> TO BE DONE
Copy the listing below, swapping every "function" for "tool" and leaving everything else unchanged.

> DATA SUPPLIED
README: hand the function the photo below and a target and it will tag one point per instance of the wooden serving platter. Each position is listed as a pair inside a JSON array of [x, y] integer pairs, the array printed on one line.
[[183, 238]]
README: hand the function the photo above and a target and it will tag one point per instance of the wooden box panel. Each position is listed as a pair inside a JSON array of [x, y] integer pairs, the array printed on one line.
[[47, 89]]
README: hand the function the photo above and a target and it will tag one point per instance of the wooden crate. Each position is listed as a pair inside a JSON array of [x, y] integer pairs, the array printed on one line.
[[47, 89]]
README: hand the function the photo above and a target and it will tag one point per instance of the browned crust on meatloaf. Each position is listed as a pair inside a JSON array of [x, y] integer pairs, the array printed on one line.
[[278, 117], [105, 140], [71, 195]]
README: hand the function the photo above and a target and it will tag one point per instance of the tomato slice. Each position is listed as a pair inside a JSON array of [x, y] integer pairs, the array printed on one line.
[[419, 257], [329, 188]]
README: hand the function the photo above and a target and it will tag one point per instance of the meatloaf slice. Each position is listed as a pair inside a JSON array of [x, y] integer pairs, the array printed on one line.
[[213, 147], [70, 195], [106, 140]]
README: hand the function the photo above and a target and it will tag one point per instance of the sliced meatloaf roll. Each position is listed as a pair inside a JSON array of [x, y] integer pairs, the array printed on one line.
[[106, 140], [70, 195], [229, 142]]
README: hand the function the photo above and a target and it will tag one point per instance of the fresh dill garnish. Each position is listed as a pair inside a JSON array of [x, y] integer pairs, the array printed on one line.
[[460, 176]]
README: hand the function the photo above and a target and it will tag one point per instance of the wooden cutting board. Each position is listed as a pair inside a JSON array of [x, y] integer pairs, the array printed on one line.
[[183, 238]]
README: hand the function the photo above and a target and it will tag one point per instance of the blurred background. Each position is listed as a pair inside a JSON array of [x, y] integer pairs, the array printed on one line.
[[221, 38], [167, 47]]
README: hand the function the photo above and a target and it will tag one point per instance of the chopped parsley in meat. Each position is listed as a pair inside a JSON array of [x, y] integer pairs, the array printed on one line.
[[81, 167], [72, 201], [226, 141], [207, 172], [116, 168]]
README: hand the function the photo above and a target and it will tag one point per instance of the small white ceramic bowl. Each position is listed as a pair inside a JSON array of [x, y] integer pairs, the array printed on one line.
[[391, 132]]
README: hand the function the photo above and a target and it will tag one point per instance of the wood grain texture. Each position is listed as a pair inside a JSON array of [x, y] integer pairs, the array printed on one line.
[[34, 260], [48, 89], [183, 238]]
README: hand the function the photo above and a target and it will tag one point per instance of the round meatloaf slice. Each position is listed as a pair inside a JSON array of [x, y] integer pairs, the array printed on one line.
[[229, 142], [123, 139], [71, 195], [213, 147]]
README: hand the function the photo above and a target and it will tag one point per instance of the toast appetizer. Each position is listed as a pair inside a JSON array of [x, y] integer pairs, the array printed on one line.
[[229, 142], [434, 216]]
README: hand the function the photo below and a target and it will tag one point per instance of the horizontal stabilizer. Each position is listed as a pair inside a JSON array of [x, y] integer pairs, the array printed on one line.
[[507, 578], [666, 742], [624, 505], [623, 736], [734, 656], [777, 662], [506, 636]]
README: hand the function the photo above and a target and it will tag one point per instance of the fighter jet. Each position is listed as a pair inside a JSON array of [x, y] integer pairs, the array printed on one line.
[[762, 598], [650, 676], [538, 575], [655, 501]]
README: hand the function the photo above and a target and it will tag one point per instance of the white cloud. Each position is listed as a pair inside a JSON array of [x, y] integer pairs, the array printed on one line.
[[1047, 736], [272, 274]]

> RESPONSE
README: hand the tool the photo below and a target and it will tag one point per instance of the wooden serving platter. Each position is listed as a pair inside a JSON array of [x, y] integer pairs, the array printed on one line.
[[183, 238]]
README: hand the tool the photo above and a target and it will tag one point per instance of the wooden box panel. Each position is listed as a pair inside a JSON array of [x, y] integer pairs, the array printed on one line.
[[47, 89]]
README: hand the tool the photo above and a target and it will tag one point per instance of the wooden crate. Each position is listed as a pair inside a JSON array of [x, y] integer pairs, the array printed on one line.
[[47, 89]]
README: hand the tool the photo above and a target and it will tag one point per instance of the browned crust on meatloaf. Each position is listed as a pair inside a JSON array of [x, y] integer pairs, the array printed on one line.
[[278, 117], [105, 140], [71, 195]]
README: hand the tool the photo above and a target and it will tag one point per instance of the tomato slice. Each position is listed as a pair inside a JSON array of [x, y] integer pairs, the array printed on one line.
[[419, 257], [329, 188]]
README: hand the tool the photo above and a target and it will tag one point per instance of the meatloaf slice. Each position is listed as a pair inside a JSON array of [x, y] integer pairs, the array printed on one line.
[[213, 147], [70, 195], [106, 140]]
README: hand the tool the photo above and a target and it will tag one point per instance of the sliced meatloaf roll. Each position is listed as a pair inside a JSON array of [x, y] integer pairs, the array printed on one line.
[[106, 140], [70, 195], [229, 142]]
README: hand the tool the photo above and a target and it will tag one point per instance of the fresh dill garnish. Each position is listed as a pair inside a JSON array of [x, y] integer pairs, the array printed on one line.
[[460, 176]]
README: hand the tool the photo above and a target and it will tag one point per instance of the wooden cutting board. Each position is listed as a pair inside a JSON array of [x, y] integer pairs, the array printed on one line.
[[183, 238]]
README: hand the tool the photo above and a target and it will tag one point per instance of the blurred background. Each position is listed as a pair inside a JSON array of [x, y] integer pairs, the array printed on one line.
[[221, 38], [167, 47]]
README: hand the tool the photo above and a target and it will tag one point per instance of the chopped parsley in meat. Each position is listed as a pair inside a JSON array of [x, y] integer pairs, the array printed on one line.
[[81, 167], [72, 201], [226, 141], [207, 172], [116, 168]]
README: hand the tool the photo above and a target and it will tag one point per instance of the small white ceramic bowl. Each position is listed as a pair inside a JSON array of [x, y] integer pairs, the array printed on one line.
[[391, 132]]
README: hand the tool the photo above and a target and it will tag one point per instance of the wood grain texture. Each position is listed as a pair inside a JSON array of [x, y] integer pairs, the array printed on one line.
[[34, 260], [48, 89], [183, 238]]
README: hand the tool the photo above and a target and it will tag one point per instance of the round meatloaf slice. Each position is listed as a pair inside a JSON array of [x, y] integer pairs, the array printed on one line.
[[229, 142], [123, 139], [71, 195], [213, 147]]
README: hand the tool the photo above and a target and it will tag one point per instance of the toast appetizer. Each position is listed as a pair inside a JSON array of [x, y] integer pairs, the array printed on one line.
[[229, 142], [434, 216]]
README: hand the tool the photo below and a target and it will tag one point per instance of the horizontal stabilizer. Each position is listed as a pair inside a JSON array of [x, y] integer pairs, the array printed on one line.
[[507, 578], [666, 742], [624, 505], [623, 736], [734, 656], [777, 662], [506, 636]]
README: hand the tool the photo above and a target and it will tag one point per instance of the fighter jet. Each position is listed as a pair inside a JSON array of [x, y] integer pairs, the array printed on one line.
[[762, 598], [650, 676], [538, 575], [655, 501]]
README: hand the tool the photo above and a target and it will tag one point per instance of the white cloud. Each position is listed as a pair inside a JSON array of [x, y] integer pairs, the array printed on one line.
[[1047, 736], [272, 274]]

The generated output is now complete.